[Extracted rows]
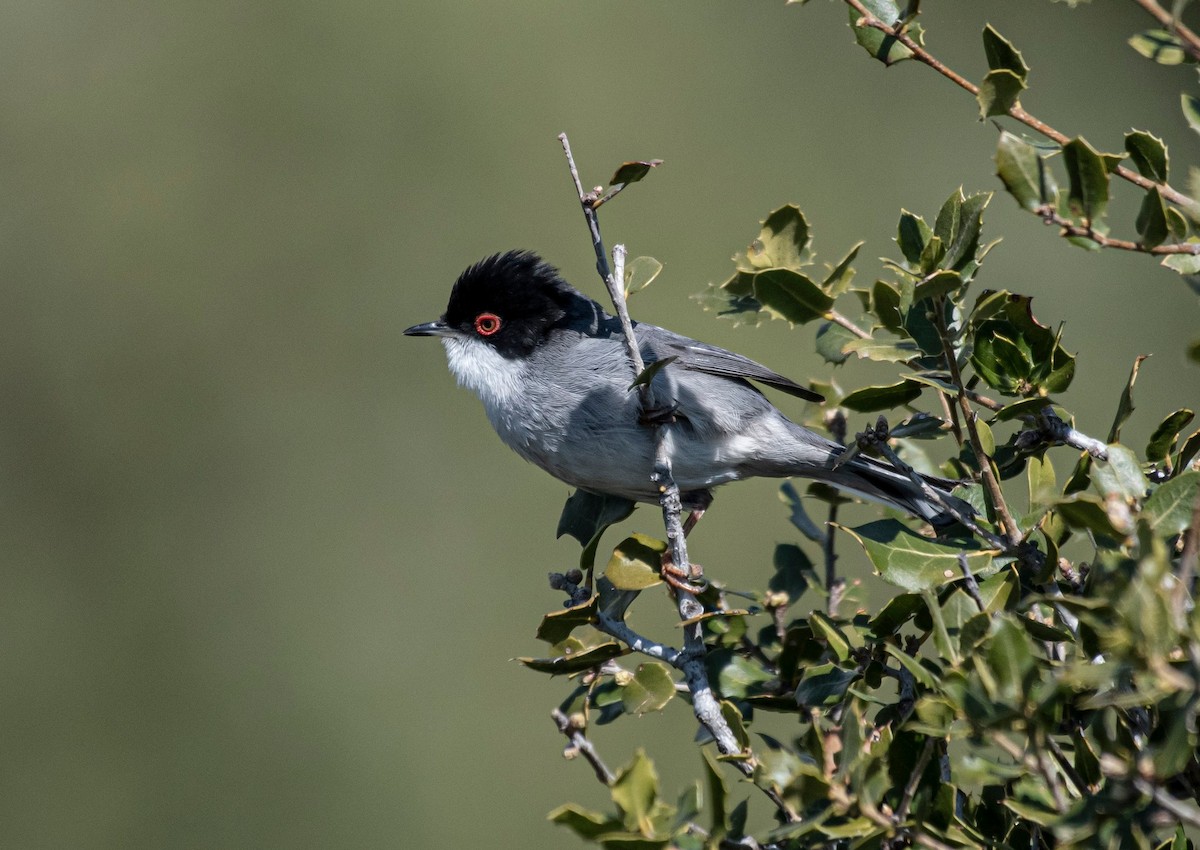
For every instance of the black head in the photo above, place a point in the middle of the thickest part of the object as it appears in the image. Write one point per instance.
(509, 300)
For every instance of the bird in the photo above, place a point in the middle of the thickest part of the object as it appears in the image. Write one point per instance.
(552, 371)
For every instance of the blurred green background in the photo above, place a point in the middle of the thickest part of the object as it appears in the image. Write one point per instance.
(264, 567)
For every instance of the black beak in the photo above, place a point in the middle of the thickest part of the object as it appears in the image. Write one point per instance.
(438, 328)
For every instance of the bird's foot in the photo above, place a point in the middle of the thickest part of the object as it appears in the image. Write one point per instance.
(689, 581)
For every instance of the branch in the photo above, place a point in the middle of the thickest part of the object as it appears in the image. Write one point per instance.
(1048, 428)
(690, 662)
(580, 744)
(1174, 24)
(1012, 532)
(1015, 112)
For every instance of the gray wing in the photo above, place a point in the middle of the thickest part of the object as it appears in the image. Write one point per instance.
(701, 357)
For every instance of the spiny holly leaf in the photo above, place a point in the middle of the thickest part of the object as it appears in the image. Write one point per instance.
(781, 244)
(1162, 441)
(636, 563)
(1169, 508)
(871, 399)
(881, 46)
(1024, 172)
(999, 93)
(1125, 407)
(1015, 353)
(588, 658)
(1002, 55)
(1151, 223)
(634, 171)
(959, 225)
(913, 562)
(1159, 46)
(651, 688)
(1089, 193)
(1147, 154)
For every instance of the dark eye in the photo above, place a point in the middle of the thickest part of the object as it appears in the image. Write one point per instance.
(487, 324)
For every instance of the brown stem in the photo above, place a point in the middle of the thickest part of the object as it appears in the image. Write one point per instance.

REQUEST
Reproduce all of the rows above word for word, leaving out the pictures.

EXPECTED OUTPUT
For every instance of the black head in the photo above, place a point in the middle of the thickest part of the object as it appears in the image. Write one point per instance.
(509, 300)
For every instance of the bird in the photo above, place a point in the middle of the thickest part of the object as it appears in the image. Write one point per instance.
(552, 371)
For every instance of the blurred green background in the photo above, place a point in the middle of the thickest part of the object as it appears in the image. Write one point per instance.
(264, 567)
For every instance of the black beak in the photo above, place a point in the middle of the thickest part of the object as it appears in the image. Write one point per instance.
(438, 328)
For every instance of the bird's foot in the photo above, place a point in the middle of the thickest part of the object as it appears in the image. Write one point per instance.
(689, 581)
For every instance of the branch in the photo above, place a point in the middle of the thickest part of the object as it appears in the image. Write one point per instance.
(1048, 428)
(690, 662)
(580, 744)
(1174, 24)
(1012, 532)
(1015, 112)
For every instance of the gray wing in the photo above, place a point in the middle of the thickest part of the object as it appears in the image. Write one point per instance.
(701, 357)
For every instance of the spiny holly leaf in the photo above, place a point in the middle of the thickest part of the object as it appears in the image. Write one point per instance.
(781, 244)
(1162, 441)
(636, 563)
(1169, 508)
(871, 399)
(881, 46)
(1024, 172)
(999, 93)
(1125, 407)
(1015, 353)
(588, 658)
(1002, 55)
(1151, 223)
(634, 171)
(959, 225)
(913, 562)
(1159, 46)
(651, 688)
(1089, 193)
(1147, 154)
For every instance of the dark eye in the photo above, place a point in the middle of the thickest part of the object as it appears in the image. Write one point per instance.
(487, 324)
For every instance of the brown stem in the photo above, place a point in the middle of the thickest part of the object as it appears in the image. Write one point per instance.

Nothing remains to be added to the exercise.